__PROVIDED TEXT__.
☆ ☆ ☆ ☆
Under Nevada law, all drivers are required to have liability insurance in the amount of $25,000 in bodily injury coverage per person, $50,000 in bodily injury coverage per accident, and $20,000 in property damage coverage. Liability coverage applies when you have caused an accident. In other words, when you are liable for the accident.
However, liability insurance will not help you when the other driver is responsible for the accident. In that case, the other driver’s liability insurance provides coverage for the injuries you have suffered in the accident. But, unfortunately, many people do not obey the law and drive without any insurance at all. Or, if they do have insurance, the majority of people only have the minimum amount required by law.
So, if you find yourself in an accident with a person who does not have insurance, what do you do? Or, if you are hit by someone who only carries the minimum amount of coverage required by Nevada law and your medical expenses far exceed that coverage, what do you do?
To avoid potential catastrophe by being involved in a collision under one of the above scenarios, you can purchase uninsured/underinsured (UM/UIM) coverage. All insurance carriers in Nevada must provide consumers with the opportunity to purchase UM/UIM coverage. (Nev. Rev. Stat. Ann. 690.020B(1)).
However, consumers are not required by law to purchase the insurance and can instead reject the coverage in writing. Unfortunately, many drivers do reject the coverage because they do not understand what it offers them and how important it can be in the event of an accident.
What is Uninsured/Underinsured (UM/UIM) Coverage in Nevada?
Uninsured/Underinsured (UM/UIM) coverage is a product offered by insurance companies that can be purchased as an additional policy to a liability policy or as a policy endorsement to a liability policy. If a driver does purchase the additional coverage, it will of course raise the driver’s premiums, but it will also offer additional coverage if the driver is hit by an adverse driver and the adverse driver does not have enough coverage to pay the driver’s damages, which is called underinsured motorist coverage.
☆ ☆ ☆ ☆
Photo-based referring expression data

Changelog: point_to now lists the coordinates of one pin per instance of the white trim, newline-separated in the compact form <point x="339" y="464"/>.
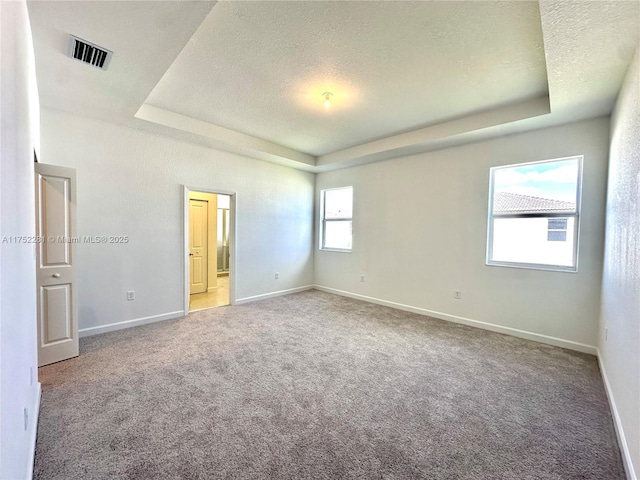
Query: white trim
<point x="111" y="327"/>
<point x="33" y="432"/>
<point x="264" y="296"/>
<point x="536" y="337"/>
<point x="617" y="423"/>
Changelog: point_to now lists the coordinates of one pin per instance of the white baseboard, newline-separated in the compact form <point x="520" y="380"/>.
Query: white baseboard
<point x="537" y="337"/>
<point x="33" y="431"/>
<point x="617" y="423"/>
<point x="264" y="296"/>
<point x="85" y="332"/>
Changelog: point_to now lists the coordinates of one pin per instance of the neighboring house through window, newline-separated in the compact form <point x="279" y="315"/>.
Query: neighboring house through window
<point x="534" y="213"/>
<point x="336" y="217"/>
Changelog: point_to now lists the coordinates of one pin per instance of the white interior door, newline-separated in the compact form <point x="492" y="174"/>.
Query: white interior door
<point x="198" y="228"/>
<point x="57" y="298"/>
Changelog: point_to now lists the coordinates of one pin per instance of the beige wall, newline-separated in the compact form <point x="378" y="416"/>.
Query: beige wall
<point x="20" y="136"/>
<point x="620" y="348"/>
<point x="212" y="235"/>
<point x="420" y="232"/>
<point x="131" y="182"/>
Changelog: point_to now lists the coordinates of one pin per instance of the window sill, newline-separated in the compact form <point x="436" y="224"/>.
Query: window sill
<point x="533" y="266"/>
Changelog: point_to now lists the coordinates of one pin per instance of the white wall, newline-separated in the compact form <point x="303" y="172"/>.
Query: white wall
<point x="19" y="131"/>
<point x="620" y="351"/>
<point x="130" y="183"/>
<point x="420" y="226"/>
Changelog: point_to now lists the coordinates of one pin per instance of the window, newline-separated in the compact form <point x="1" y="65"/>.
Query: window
<point x="534" y="213"/>
<point x="336" y="212"/>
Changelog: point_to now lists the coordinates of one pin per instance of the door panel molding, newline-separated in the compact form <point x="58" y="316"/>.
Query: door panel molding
<point x="55" y="190"/>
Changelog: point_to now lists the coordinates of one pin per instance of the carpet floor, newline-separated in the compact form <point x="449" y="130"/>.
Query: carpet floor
<point x="317" y="386"/>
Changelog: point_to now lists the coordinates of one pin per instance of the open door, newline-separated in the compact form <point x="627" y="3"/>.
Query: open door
<point x="198" y="248"/>
<point x="55" y="261"/>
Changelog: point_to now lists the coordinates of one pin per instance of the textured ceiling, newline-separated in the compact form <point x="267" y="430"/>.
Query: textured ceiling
<point x="260" y="67"/>
<point x="407" y="77"/>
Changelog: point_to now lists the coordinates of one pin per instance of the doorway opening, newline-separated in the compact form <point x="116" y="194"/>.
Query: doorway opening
<point x="209" y="236"/>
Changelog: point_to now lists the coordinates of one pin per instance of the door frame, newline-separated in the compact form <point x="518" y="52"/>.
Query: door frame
<point x="185" y="241"/>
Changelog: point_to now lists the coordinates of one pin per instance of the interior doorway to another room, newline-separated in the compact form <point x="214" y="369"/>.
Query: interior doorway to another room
<point x="208" y="241"/>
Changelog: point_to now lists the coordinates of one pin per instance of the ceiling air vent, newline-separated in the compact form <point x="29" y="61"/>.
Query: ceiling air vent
<point x="88" y="52"/>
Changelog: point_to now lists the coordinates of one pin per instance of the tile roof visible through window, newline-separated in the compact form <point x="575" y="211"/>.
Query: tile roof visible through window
<point x="506" y="202"/>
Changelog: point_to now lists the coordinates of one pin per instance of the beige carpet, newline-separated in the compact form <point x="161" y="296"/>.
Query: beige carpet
<point x="316" y="386"/>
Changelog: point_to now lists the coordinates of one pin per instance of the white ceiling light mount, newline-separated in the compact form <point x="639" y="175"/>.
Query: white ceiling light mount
<point x="327" y="99"/>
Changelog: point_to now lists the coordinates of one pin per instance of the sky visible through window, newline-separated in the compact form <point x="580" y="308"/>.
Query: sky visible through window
<point x="557" y="180"/>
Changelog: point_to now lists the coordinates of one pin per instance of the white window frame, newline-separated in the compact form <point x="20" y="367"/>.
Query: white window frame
<point x="323" y="221"/>
<point x="567" y="214"/>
☆ ☆ ☆ ☆
__EXERCISES TO COMPLETE__.
- A) List the minimum liability insurance amounts that the Nevada car insurance text says all drivers in the state must carry, and give what each amount covers.
- B) Reproduce word for word everything from "So, if you find" down to "Coverage in Nevada?" in the Nevada car insurance text.

__RESPONSES FOR EACH TASK__.
- A)
- $25,000 in bodily injury coverage per person
- $50,000 in bodily injury coverage per accident
- $20,000 in property damage coverage

- B)
So, if you find yourself in an accident with a person who does not have insurance, what do you do? Or, if you are hit by someone who only carries the minimum amount of coverage required by Nevada law and your medical expenses far exceed that coverage, what do you do?
To avoid potential catastrophe by being involved in a collision under one of the above scenarios, you can purchase uninsured/underinsured (UM/UIM) coverage. All insurance carriers in Nevada must provide consumers with the opportunity to purchase UM/UIM coverage. (Nev. Rev. Stat. Ann. 690.020B(1)).
However, consumers are not required by law to purchase the insurance and can instead reject the coverage in writing. Unfortunately, many drivers do reject the coverage because they do not understand what it offers them and how important it can be in the event of an accident.
What is Uninsured/Underinsured (UM/UIM) Coverage in Nevada?